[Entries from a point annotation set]

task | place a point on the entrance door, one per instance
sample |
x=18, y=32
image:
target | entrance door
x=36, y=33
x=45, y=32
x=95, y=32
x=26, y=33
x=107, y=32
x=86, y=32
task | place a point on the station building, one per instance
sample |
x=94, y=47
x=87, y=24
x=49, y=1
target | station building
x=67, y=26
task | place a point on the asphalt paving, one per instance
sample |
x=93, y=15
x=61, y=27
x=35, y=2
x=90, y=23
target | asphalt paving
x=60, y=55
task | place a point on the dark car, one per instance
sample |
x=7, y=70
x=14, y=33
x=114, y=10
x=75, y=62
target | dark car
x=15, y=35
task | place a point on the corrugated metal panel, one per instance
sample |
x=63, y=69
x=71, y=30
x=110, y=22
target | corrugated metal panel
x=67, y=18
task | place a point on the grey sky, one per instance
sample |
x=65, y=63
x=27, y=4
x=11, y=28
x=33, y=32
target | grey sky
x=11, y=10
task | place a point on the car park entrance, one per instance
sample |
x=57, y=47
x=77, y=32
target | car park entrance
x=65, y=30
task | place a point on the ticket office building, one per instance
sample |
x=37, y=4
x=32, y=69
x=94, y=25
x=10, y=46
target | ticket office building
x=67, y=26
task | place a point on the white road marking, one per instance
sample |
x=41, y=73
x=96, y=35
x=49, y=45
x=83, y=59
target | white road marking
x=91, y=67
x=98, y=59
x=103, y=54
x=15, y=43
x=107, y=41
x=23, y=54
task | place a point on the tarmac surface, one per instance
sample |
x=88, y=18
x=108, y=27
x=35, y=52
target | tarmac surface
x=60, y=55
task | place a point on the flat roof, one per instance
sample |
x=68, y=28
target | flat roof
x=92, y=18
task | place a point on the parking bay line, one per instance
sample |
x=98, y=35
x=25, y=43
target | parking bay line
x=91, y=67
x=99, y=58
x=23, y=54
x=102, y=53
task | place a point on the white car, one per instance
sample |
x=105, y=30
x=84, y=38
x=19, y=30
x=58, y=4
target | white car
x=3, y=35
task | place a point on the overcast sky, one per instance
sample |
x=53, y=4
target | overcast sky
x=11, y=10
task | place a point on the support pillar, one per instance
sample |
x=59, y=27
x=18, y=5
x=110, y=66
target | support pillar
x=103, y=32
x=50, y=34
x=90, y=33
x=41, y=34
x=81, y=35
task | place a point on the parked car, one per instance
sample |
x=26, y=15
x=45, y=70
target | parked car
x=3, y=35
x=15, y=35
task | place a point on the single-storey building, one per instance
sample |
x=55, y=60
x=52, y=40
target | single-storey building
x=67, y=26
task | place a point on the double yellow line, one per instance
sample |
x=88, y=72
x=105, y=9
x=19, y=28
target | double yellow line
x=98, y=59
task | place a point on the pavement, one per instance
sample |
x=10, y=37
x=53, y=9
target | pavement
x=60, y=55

Task description: Reproduce every line of the listing above verbatim.

Task response:
task | place a point on the entrance door, one per instance
sample |
x=18, y=32
image:
target | entrance door
x=36, y=33
x=45, y=32
x=95, y=32
x=26, y=33
x=107, y=32
x=86, y=32
task | place a point on the station building, one per instance
sample |
x=94, y=47
x=87, y=24
x=49, y=1
target | station building
x=67, y=26
task | place a point on the asphalt paving, one per instance
sample |
x=93, y=15
x=61, y=27
x=35, y=2
x=90, y=23
target | asphalt paving
x=60, y=55
task | place a point on the dark car, one per instance
sample |
x=7, y=70
x=14, y=33
x=114, y=10
x=75, y=62
target | dark car
x=15, y=35
task | place a point on the corrugated metal panel, one per instance
sample |
x=63, y=69
x=71, y=30
x=110, y=22
target | corrugated metal panel
x=67, y=18
task | place a point on the grey sky, one per instance
sample |
x=65, y=63
x=27, y=4
x=11, y=28
x=33, y=32
target | grey sky
x=11, y=10
task | place a point on the car park entrance, one per instance
sample |
x=57, y=47
x=77, y=32
target | car park entrance
x=65, y=30
task | place a point on the ticket office building, one per instance
sample |
x=37, y=4
x=32, y=69
x=94, y=25
x=10, y=46
target | ticket office building
x=67, y=26
task | place a point on the white road marking, one per instance
sample |
x=41, y=73
x=96, y=35
x=49, y=45
x=83, y=59
target | white road marking
x=91, y=67
x=98, y=59
x=103, y=54
x=15, y=43
x=107, y=41
x=23, y=54
task | place a point on the tarmac surface, one per instance
sample |
x=88, y=18
x=108, y=27
x=35, y=52
target | tarmac surface
x=60, y=55
task | place a point on the flat roof, one per instance
sample |
x=68, y=28
target | flat roof
x=92, y=18
task | place a point on the parking bay line, one per instance
sample |
x=98, y=35
x=25, y=43
target | parking bay line
x=91, y=67
x=99, y=58
x=23, y=54
x=102, y=53
task | place a point on the white car, one per instance
sample |
x=105, y=30
x=84, y=38
x=19, y=30
x=58, y=4
target | white car
x=3, y=35
task | place a point on the overcast sky, one per instance
sample |
x=53, y=4
target | overcast sky
x=11, y=10
task | place a point on the support pillar, one per instance
sample |
x=59, y=27
x=18, y=5
x=110, y=66
target | support pillar
x=103, y=32
x=50, y=34
x=90, y=33
x=41, y=34
x=81, y=35
task | place a point on the parked car, one per instance
sample |
x=26, y=15
x=45, y=70
target | parked car
x=3, y=35
x=15, y=35
task | place a point on the single-storey building, one per instance
sample |
x=55, y=60
x=52, y=40
target | single-storey building
x=67, y=26
task | place a point on the double yellow line, one per instance
sample |
x=88, y=72
x=105, y=9
x=19, y=28
target | double yellow line
x=98, y=59
task | place a point on the pavement, one per instance
sample |
x=10, y=37
x=53, y=9
target | pavement
x=60, y=55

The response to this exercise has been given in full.